Understand the burden of proof. You must be able to prove each element of your claim is more likely than not to be true. The burden of proof in civil cases is referred to as a "preponderance of the evidence." This is a much lower standard than the "beyond a reasonable doubt" standard you may be familiar with in criminal cases. Essentially, you only have to prove that it's 50.1% likely that your version of the story is true. In some cases, the person you're suing may have an affirmative defense, which typically means that the burden of proof shifts to him or her. In some situations, the burden may shift to the defendant to prove that the defense applies, then shift back to you to prove other conditions or facts related to the defense. Some laws have their own built-in presumptions of evidence, which also shift the burden of proof to the defendant. For example, if someone rear-ends your car, the law may presume that the accident was due to negligence on the part of the driver. In these cases, the burden shifts to the driver who hit you to prove that his actions weren't negligent, or that they were excused in some way.

Evaluate your evidence. You will be more likely to prevail in a lawsuit if you have solid evidence for each of the elements of your claim. Keep in mind that your evidence must include not only documents or information you have with you at the moment, but also evidence that you would be likely to acquire through the discovery process, when parties to a lawsuit share information related to the claim. For example, if you slipped and fell in a restaurant and want to sue the restaurant owner, you must prove that the restaurant was somehow negligent in its duty to keep the floor clear of debris so patrons wouldn't hurt themselves. While you may not have that information yourself, if you sued the restaurant owner he or she would have to provide documentation of maintenance policies, including schedules of when the floor was cleaned by employees and how often that was done.

—————

» **TASKS**
1. In the passage on proving a civil claim, what is the burden of proof in civil cases called?
2. Transcribe the passage on proving a civil claim, starting with "Evaluate your evidence." and going on through "that was done.".

Dataset rows showing where objects appear
—————

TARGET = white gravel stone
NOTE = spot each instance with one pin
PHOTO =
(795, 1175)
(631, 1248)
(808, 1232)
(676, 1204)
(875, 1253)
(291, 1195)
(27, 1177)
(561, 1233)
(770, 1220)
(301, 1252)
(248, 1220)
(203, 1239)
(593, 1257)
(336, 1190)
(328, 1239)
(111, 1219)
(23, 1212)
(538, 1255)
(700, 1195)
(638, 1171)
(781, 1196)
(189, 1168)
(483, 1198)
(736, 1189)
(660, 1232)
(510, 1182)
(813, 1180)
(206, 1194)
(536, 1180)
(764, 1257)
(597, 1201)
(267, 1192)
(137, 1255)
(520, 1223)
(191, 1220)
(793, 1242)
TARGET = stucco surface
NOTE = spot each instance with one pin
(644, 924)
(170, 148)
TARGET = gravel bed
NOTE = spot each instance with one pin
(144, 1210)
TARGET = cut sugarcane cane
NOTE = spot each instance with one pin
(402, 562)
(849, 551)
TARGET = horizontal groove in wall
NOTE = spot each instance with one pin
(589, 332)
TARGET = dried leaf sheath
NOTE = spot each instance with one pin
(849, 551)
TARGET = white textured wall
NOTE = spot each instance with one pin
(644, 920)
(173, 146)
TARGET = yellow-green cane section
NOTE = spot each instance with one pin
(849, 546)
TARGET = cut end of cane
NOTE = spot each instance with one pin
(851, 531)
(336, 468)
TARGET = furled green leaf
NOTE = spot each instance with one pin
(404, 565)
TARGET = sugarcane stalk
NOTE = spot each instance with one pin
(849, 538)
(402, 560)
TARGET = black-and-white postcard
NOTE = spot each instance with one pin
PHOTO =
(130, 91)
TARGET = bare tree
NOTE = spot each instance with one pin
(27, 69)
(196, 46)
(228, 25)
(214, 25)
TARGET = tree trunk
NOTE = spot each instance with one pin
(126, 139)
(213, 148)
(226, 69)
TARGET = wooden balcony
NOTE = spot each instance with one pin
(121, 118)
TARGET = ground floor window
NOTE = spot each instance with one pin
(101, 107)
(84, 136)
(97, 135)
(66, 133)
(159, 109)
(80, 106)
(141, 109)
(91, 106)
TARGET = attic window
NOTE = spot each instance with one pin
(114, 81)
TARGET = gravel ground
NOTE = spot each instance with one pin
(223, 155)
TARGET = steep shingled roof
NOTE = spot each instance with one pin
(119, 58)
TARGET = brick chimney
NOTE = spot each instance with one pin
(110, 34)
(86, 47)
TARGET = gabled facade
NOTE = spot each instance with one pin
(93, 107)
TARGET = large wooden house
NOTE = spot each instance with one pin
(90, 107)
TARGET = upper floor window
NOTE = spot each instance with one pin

—————

» **TASK ANSWERS**
1. A "preponderance of the evidence."

2.
Evaluate your evidence. You will be more likely to prevail in a lawsuit if you have solid evidence for each of the elements of your claim. Keep in mind that your evidence must include not only documents or information you have with you at the moment, but also evidence that you would be likely to acquire through the discovery process, when parties to a lawsuit share information related to the claim. For example, if you slipped and fell in a restaurant and want to sue the restaurant owner, you must prove that the restaurant was somehow negligent in its duty to keep the floor clear of debris so patrons wouldn't hurt themselves. While you may not have that information yourself, if you sued the restaurant owner he or she would have to provide documentation of maintenance policies, including schedules of when the floor was cleaned by employees and how often that was done.